DATA →
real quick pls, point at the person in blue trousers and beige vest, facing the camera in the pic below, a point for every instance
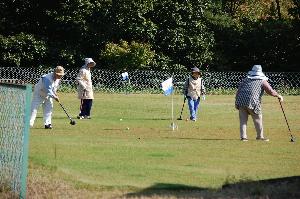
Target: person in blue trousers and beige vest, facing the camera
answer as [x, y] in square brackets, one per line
[193, 89]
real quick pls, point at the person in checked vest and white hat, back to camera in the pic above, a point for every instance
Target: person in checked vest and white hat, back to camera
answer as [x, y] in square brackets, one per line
[248, 101]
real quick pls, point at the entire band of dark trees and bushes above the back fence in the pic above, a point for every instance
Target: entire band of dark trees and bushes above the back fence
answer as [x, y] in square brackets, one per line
[172, 34]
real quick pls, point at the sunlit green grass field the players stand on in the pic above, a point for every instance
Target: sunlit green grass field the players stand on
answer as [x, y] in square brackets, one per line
[100, 158]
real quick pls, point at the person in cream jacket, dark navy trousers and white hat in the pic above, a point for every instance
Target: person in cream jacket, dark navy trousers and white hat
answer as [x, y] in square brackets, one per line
[85, 89]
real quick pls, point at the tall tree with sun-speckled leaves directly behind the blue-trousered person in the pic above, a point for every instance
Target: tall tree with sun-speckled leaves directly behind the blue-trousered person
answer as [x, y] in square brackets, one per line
[182, 34]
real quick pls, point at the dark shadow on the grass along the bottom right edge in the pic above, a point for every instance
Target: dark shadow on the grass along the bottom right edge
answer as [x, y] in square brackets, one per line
[288, 187]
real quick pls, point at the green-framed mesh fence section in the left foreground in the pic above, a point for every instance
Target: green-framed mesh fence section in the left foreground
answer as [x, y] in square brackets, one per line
[15, 102]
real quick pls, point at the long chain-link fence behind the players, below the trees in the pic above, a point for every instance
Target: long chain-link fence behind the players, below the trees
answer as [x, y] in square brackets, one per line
[149, 81]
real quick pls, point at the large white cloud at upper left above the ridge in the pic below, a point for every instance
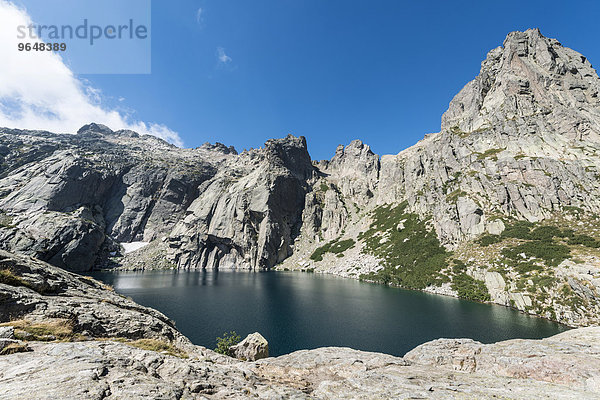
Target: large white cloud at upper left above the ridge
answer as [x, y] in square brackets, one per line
[38, 91]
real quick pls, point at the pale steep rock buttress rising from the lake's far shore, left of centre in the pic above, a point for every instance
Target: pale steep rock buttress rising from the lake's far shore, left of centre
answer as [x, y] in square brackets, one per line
[249, 213]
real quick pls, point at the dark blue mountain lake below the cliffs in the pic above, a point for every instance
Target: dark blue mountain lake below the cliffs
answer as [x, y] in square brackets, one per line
[301, 310]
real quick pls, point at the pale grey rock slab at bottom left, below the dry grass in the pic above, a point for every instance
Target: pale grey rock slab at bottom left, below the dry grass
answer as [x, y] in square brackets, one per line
[97, 370]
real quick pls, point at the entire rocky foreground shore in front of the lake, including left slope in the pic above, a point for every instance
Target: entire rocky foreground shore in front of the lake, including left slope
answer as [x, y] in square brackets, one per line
[68, 337]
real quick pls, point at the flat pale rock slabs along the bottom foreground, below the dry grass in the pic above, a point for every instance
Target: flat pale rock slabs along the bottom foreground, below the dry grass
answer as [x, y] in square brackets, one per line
[98, 370]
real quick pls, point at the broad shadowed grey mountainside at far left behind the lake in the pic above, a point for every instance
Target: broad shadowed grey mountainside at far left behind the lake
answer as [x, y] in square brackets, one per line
[68, 199]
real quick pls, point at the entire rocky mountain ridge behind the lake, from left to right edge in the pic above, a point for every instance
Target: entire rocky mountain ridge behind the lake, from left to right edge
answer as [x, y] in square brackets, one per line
[458, 213]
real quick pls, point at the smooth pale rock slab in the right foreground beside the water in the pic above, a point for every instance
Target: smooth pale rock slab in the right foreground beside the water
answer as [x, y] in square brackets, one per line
[557, 359]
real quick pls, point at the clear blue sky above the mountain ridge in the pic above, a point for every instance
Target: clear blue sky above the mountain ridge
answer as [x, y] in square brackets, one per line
[331, 70]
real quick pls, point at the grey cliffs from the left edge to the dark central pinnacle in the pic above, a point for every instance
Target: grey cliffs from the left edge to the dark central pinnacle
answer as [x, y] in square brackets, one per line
[70, 198]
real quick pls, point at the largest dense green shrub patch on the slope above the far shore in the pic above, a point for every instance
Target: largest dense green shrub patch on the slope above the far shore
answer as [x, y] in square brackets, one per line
[411, 252]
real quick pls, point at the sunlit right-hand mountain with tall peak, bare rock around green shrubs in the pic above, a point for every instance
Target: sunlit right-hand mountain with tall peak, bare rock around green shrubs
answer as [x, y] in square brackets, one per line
[521, 142]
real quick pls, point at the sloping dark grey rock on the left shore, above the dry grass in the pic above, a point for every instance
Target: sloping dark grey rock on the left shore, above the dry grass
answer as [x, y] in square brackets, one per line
[95, 310]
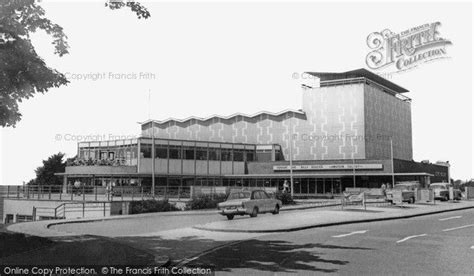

ASSIGNMENT → Copy the lines that hold the word "dense". Take them from the records above.

OUTPUT →
real quick pls, point at the largest dense green shrub patch on the slope above the far shore in the pic above, a point for every instance
Target: largest dense green shrub patch on the slope above the far shore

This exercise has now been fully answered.